**Instructions**
- 1) In the passage on tooth cavities, what is the second layer of the teeth called?
- 2) Continue the passage on tooth cavities from its last sentence.

A tooth “cavity”, also called tooth decay, is a breakdown in the tooth structure. Acids break down the hard enamel structure of our teeth. This process is called demineralization of the enamel. When this demineralization extends through the enamel into the second layer of our teeth, called the dentin, it is diagnosed as a “cavity”.
What is the source of this acid that causes cavities? We have certain types of bacteria in our mouth that breakdown any carbohydrate or sugar into acids. Any type of acidic food or beverage has the same effect. Lemonade, diet soda, and fruit are examples of acidic foods and beverages.
How do we fight this process? Fluoride helps to remineralize the enamel. A very early cavity that has not extended completely through the enamel can often be arrested, or stopped, by using fluoride to remineralize the it. But when the cavity had reached the dentin, it cannot be stopped by fluoride and must be treated with a filling or another type of restoration.

**Record extracts**
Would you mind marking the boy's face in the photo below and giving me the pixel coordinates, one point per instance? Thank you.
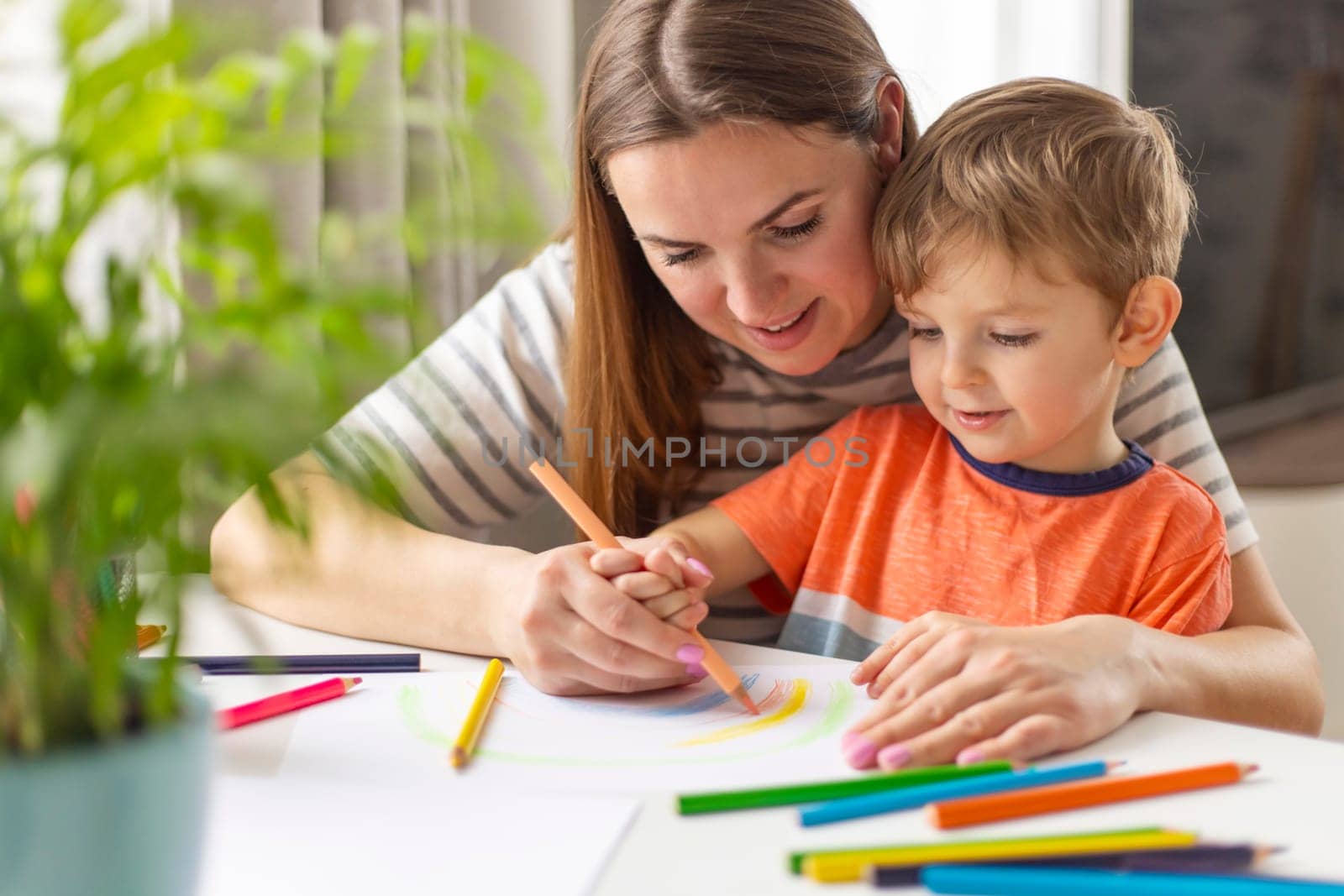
(1018, 367)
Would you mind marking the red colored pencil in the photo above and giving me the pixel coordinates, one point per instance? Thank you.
(286, 701)
(1021, 804)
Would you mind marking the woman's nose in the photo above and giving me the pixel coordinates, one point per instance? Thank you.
(754, 295)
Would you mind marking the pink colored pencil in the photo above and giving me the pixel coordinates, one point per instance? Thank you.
(286, 701)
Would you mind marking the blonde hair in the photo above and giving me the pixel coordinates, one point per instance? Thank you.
(638, 365)
(1032, 167)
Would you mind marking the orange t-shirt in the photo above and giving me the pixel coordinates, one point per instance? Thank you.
(902, 521)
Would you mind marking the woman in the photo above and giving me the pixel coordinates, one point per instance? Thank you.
(717, 305)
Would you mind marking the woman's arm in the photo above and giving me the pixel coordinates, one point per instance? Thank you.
(369, 574)
(714, 539)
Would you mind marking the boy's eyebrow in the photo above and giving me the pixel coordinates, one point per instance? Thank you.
(774, 212)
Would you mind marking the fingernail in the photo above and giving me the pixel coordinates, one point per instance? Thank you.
(860, 752)
(690, 653)
(894, 757)
(969, 757)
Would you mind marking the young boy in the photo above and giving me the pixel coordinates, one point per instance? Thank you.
(1030, 239)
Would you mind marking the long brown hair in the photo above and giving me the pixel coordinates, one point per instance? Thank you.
(638, 365)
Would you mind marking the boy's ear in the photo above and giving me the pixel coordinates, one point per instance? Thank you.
(1151, 309)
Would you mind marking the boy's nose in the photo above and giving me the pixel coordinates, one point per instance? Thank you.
(960, 371)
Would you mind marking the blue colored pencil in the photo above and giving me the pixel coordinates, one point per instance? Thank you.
(913, 797)
(1001, 880)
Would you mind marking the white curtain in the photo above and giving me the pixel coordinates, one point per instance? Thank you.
(948, 50)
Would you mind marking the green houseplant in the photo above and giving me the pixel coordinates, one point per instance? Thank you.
(120, 423)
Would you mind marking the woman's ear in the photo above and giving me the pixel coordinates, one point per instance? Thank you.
(1151, 309)
(886, 139)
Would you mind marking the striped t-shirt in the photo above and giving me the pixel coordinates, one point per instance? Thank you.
(900, 520)
(447, 430)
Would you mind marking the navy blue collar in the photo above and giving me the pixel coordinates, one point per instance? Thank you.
(1062, 484)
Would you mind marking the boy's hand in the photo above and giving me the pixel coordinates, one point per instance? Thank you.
(660, 574)
(953, 688)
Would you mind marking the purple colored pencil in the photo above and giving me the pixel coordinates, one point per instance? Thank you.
(1200, 859)
(307, 664)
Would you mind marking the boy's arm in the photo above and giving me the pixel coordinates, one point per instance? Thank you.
(714, 539)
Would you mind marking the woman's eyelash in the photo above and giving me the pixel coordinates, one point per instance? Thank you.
(680, 258)
(796, 231)
(799, 230)
(1015, 340)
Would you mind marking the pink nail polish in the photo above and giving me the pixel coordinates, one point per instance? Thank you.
(699, 567)
(690, 653)
(969, 757)
(894, 757)
(860, 752)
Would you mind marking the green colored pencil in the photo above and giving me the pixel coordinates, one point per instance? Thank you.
(823, 790)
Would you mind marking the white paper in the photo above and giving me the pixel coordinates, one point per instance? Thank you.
(400, 728)
(284, 836)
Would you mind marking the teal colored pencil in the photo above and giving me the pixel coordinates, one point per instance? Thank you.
(1000, 880)
(790, 794)
(882, 802)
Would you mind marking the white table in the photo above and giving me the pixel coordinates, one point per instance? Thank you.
(1297, 799)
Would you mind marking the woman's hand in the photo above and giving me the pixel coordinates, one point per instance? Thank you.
(571, 631)
(660, 573)
(954, 688)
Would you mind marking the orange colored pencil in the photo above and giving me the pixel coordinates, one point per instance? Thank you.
(148, 636)
(593, 527)
(1038, 801)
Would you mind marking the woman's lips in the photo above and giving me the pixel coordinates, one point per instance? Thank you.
(978, 421)
(788, 338)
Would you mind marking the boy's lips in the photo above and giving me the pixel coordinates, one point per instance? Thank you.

**Results for the exercise**
- 1) The dentin.

- 2)
Whenever you finish eating or drinking anything other than water, it is best to brush and floss to remove any particles that can remain stuck to your teeth and cause cavities. At the very least, swish your mouth with water, which will decrease the amount of food and acidic substances in your mouth.
As always, it is highly recommended to see your dentist regularly so cavities can be diagnosed and treated when they are small. If you wait until it hurts, the cavity is far advanced and will require more extensive treatment, if the tooth is even savable.